— Page excerpt —
-- Opening Marker --
15 days to finals.
It’s been a while… Time often is discussed within my musings and is something that I lose more frequently than I’d care to admit. My brain wanders, getting lost in the promise of the future, planning projects or journeys that I’d like to make; whiling away time, oblivious. But as finals draw closer, I’m acutely aware of how little time I have. Soon, if all goes well, I’ll have successfully completed my last set of medical school exams and I will be beginning work in a new city, moving in with the person I love, and I’ll be a doctor. Which is terrifyingly exciting!
Medical school has been a long, but exciting journey. I’ve learnt more about myself than I realised I would; I now know who I am, and what’s important to me. I’ve understood the importance of being ready; as previously discussed, my 17 year old self was devastated that I ‘wasn’t good enough’, but now I know that I just wasn’t ready and that life had a different path laid out… I will strive to no longer place my worth on exam results, but on how I am as a human. I am determined on achieving the best I can in the things that I love. But mostly, I am driven to look after myself more than I have given myself time for in the past… the last few years have left a bitter taste of anxiety and low mood. It’s taken me far too long to notice it, but now, I hope for change and looking after myself in the lead up to (and post) finals is the most important thing I can do. Better late than never ‘ey?
-- Closing Marker --
— Information provided —
-- Opening Marker --
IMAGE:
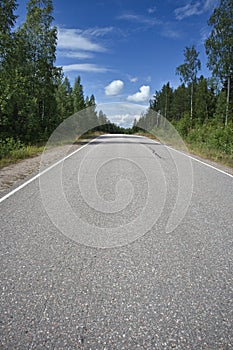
-- Closing Marker --
— Prompt 1 —
Transcribe the finals post between "Medical school has" and "than never ‘ey?", inclusive.
— Prompt 2 —
Answer these questions using the finals post.
(a) How many days are left until finals?
(b) What will the writer be moving in with, besides beginning work in a new city?
(c) What was the writer's 17 year old self devastated about?
The material isn't needed for what comes next.

— Reply 1 —
Medical school has been a long, but exciting journey. I’ve learnt more about myself than I realised I would; I now know who I am, and what’s important to me. I’ve understood the importance of being ready; as previously discussed, my 17 year old self was devastated that I ‘wasn’t good enough’, but now I know that I just wasn’t ready and that life had a different path laid out… I will strive to no longer place my worth on exam results, but on how I am as a human. I am determined on achieving the best I can in the things that I love. But mostly, I am driven to look after myself more than I have given myself time for in the past… the last few years have left a bitter taste of anxiety and low mood. It’s taken me far too long to notice it, but now, I hope for change and looking after myself in the lead up to (and post) finals is the most important thing I can do. Better late than never ‘ey?

— Reply 2 —
(a) 15 days.
(b) The person the writer loves.
(c) Not being "good enough."